Problem statement —
Write out every line of the entries below without any alteration.

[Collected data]
-.-.-
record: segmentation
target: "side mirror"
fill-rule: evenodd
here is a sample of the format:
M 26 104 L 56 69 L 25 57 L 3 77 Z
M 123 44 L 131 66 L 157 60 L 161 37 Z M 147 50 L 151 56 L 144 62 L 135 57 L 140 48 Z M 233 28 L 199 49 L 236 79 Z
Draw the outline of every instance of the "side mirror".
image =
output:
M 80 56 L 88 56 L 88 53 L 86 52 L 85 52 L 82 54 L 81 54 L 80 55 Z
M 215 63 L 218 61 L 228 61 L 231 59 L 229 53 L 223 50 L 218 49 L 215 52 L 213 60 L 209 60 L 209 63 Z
-.-.-
Solution to the problem —
record: segmentation
target: "side mirror"
fill-rule: evenodd
here is a sample of the format:
M 26 104 L 56 69 L 25 57 L 3 77 Z
M 123 44 L 131 66 L 157 60 L 161 37 Z M 147 50 L 151 56 L 144 62 L 135 57 L 140 48 Z M 233 28 L 199 49 L 236 79 Z
Draw the outline of every instance of the "side mirror".
image =
output:
M 80 56 L 88 56 L 88 53 L 86 52 L 85 52 L 82 54 L 81 54 L 80 55 Z
M 215 63 L 218 61 L 228 61 L 231 59 L 229 53 L 223 50 L 218 49 L 215 52 L 213 60 L 209 60 L 209 63 Z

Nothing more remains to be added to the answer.